**EXERCISE DATA**
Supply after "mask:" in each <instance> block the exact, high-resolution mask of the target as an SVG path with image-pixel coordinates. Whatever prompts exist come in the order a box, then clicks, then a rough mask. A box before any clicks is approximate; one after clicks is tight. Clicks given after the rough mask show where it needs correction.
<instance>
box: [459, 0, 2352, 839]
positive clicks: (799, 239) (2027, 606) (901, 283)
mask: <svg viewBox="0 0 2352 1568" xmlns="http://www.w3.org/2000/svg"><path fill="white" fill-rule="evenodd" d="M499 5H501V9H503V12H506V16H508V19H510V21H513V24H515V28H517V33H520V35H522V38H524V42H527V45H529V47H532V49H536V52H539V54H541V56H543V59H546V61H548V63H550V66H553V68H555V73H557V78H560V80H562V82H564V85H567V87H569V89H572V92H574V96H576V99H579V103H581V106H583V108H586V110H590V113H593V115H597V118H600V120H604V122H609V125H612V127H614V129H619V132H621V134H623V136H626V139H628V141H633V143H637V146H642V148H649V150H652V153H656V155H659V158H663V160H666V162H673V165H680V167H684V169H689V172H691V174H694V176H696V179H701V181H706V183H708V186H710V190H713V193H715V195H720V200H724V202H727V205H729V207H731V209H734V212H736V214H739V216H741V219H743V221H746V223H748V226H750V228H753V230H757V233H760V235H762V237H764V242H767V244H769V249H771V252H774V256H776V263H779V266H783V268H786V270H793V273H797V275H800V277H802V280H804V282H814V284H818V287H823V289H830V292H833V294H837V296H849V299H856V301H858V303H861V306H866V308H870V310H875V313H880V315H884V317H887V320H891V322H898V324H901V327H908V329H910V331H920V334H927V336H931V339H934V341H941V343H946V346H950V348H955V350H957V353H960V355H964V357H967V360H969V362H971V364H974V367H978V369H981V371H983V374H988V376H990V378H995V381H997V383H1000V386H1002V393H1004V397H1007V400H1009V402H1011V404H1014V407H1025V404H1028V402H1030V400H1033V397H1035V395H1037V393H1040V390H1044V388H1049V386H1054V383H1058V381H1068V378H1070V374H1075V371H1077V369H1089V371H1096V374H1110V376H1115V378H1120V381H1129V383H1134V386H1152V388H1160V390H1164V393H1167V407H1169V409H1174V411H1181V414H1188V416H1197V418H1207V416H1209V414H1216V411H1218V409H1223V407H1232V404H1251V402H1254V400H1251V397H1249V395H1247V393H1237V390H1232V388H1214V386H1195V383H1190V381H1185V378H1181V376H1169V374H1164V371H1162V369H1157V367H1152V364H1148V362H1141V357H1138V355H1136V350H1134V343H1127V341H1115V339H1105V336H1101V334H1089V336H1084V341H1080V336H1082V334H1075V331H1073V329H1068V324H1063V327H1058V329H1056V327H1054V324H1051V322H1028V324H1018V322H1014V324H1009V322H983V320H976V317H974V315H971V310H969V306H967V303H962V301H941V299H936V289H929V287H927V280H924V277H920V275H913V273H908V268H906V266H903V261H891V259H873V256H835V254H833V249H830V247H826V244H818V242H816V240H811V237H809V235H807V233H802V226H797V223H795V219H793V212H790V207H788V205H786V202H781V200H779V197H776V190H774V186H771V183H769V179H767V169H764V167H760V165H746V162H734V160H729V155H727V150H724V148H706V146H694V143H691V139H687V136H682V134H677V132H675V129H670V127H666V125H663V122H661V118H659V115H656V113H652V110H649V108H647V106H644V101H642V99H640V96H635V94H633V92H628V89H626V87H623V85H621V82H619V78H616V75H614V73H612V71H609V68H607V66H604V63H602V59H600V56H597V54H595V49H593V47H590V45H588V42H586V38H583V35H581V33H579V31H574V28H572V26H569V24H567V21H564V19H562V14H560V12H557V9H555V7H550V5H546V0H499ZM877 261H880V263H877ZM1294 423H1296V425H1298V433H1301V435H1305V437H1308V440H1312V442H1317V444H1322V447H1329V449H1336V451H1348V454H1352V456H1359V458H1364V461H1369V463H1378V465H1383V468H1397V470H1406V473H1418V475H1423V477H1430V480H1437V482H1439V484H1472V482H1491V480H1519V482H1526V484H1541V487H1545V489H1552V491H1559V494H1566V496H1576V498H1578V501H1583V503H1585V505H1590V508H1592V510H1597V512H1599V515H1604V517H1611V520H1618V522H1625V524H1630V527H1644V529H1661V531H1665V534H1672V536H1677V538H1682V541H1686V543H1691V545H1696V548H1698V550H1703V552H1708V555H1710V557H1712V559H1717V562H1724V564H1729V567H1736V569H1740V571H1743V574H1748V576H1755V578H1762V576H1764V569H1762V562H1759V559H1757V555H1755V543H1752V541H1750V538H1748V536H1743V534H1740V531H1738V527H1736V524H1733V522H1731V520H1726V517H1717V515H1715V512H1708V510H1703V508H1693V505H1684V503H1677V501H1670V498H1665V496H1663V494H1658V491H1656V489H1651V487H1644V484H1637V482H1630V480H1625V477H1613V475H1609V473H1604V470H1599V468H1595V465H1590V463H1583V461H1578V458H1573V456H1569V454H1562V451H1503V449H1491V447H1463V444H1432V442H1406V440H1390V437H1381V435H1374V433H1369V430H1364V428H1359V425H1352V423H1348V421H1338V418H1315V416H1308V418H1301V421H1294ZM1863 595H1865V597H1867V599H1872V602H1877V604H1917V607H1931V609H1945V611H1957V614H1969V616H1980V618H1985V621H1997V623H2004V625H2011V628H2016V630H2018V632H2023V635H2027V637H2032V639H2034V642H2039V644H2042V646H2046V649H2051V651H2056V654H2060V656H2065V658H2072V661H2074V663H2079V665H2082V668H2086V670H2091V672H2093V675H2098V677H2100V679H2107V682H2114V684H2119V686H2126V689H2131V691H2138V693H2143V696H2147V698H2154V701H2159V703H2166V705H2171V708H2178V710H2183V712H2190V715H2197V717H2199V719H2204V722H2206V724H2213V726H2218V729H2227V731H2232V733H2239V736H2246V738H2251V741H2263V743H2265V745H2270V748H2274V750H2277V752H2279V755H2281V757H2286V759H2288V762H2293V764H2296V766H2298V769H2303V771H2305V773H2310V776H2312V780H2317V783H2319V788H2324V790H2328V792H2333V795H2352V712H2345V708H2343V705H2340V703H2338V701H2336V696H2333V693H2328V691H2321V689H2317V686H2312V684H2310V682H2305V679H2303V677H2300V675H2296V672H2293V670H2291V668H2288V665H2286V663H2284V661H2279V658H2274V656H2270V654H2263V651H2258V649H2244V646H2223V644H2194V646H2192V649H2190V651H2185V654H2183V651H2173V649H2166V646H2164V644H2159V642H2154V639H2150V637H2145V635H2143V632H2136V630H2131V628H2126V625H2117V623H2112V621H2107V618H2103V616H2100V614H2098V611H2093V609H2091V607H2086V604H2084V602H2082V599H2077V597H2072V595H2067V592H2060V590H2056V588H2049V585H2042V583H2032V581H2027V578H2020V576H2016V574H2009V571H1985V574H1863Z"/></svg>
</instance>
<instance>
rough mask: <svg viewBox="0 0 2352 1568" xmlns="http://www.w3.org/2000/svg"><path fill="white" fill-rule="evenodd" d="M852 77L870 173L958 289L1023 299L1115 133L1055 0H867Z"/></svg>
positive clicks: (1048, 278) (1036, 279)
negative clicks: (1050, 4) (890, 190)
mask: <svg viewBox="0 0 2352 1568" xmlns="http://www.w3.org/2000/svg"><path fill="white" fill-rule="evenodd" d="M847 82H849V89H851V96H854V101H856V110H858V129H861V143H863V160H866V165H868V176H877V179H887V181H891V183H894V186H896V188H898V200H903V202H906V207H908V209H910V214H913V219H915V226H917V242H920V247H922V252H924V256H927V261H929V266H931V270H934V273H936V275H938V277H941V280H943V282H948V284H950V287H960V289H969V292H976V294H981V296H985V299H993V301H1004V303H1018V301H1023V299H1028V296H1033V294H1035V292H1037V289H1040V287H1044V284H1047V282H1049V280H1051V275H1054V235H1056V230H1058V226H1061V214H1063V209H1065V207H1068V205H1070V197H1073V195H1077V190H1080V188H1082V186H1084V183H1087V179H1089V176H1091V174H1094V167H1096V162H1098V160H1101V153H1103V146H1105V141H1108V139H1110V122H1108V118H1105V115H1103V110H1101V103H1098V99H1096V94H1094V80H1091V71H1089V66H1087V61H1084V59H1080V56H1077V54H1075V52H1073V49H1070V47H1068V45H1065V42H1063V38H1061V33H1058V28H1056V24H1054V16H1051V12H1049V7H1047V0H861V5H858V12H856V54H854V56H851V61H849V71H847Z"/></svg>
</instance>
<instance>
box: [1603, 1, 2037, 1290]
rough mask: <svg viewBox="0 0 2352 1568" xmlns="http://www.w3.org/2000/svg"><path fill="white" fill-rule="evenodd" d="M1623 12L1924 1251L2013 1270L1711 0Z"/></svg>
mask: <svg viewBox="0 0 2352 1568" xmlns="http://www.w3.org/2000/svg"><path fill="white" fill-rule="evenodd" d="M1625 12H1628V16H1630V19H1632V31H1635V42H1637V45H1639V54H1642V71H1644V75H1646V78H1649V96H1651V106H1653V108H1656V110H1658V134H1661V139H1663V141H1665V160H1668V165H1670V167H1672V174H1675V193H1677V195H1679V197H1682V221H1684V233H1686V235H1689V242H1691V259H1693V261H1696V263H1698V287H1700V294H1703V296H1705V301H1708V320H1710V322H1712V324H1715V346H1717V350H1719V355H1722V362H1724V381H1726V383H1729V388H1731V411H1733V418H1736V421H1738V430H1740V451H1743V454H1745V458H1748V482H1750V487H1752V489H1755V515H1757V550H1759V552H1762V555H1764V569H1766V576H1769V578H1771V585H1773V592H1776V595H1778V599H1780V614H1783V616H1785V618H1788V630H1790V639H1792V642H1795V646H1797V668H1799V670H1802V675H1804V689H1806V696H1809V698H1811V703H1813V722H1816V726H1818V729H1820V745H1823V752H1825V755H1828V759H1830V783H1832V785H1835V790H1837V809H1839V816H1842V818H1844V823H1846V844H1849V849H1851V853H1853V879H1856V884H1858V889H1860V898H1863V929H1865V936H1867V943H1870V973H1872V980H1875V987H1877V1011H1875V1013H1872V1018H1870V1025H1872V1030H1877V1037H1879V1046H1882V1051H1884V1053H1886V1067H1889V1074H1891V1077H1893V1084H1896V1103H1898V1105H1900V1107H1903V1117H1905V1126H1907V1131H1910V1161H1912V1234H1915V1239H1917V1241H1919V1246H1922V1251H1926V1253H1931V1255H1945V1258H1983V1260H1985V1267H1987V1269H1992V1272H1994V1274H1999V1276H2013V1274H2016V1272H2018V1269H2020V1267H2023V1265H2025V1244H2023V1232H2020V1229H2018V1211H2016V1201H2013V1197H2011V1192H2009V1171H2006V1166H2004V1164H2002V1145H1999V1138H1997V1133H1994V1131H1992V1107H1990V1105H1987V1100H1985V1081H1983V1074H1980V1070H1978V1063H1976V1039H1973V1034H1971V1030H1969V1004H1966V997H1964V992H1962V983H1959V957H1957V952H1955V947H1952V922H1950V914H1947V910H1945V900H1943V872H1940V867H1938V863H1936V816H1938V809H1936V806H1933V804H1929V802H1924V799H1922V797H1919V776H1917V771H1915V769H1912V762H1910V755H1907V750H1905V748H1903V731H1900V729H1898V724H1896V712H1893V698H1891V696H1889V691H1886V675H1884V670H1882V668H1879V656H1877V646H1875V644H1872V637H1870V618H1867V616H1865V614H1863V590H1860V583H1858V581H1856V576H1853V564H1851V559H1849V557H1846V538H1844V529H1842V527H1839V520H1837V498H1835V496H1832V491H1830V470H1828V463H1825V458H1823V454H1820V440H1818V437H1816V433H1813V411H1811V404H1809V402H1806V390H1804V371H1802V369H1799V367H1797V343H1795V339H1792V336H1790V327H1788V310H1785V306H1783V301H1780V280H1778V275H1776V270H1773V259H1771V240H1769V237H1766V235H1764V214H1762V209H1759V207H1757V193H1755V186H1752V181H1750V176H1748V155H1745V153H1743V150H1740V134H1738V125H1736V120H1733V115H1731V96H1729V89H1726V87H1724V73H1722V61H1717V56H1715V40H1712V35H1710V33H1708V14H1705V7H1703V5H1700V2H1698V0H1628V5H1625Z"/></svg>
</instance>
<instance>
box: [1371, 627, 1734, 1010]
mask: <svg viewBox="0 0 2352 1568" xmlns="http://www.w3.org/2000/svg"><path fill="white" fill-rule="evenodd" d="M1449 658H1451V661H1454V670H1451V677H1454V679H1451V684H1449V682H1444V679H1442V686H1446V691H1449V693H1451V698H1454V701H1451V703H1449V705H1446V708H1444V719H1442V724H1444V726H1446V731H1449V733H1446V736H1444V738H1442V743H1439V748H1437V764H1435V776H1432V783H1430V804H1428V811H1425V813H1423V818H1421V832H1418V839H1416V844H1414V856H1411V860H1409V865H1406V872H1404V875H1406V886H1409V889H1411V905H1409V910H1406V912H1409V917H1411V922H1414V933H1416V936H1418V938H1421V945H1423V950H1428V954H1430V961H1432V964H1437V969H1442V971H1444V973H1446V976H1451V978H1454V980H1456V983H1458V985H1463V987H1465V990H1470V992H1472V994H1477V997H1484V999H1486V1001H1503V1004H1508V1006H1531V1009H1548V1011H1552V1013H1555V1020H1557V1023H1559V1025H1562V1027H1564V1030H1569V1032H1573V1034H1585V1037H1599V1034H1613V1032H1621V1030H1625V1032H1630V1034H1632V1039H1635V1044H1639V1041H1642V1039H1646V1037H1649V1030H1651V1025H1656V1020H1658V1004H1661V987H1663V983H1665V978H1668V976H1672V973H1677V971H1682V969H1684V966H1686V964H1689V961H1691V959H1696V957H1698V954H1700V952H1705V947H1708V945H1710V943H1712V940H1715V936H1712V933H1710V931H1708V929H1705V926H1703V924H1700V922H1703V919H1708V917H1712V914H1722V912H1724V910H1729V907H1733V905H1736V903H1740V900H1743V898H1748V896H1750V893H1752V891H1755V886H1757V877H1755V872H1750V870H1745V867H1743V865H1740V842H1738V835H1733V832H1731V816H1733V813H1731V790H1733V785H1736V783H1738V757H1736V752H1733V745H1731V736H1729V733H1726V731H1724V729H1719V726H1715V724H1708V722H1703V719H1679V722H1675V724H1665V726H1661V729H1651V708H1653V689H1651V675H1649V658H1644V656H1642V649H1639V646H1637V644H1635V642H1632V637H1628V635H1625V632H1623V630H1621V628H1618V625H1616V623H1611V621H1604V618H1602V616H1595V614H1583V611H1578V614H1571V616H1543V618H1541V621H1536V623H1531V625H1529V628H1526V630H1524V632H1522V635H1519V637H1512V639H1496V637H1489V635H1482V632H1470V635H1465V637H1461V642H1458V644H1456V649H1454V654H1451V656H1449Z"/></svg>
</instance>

**EXERCISE**
Please reproduce verbatim everything from the very beginning of the items through the line containing "positive clicks: (799, 239)", with that line included.

**RESULT BELOW**
Supply after "mask:" in each <instance> block the exact, high-resolution mask of the target as an SVG path with image-pixel coordinates. Whatever prompts exist come in the order a box, then clicks, then a rough mask. A box before any clicks is approximate; one after clicks is tight. Clicks given after the rough mask show where it needs correction.
<instance>
box: [459, 0, 2352, 839]
positive clicks: (799, 239) (2027, 606) (901, 283)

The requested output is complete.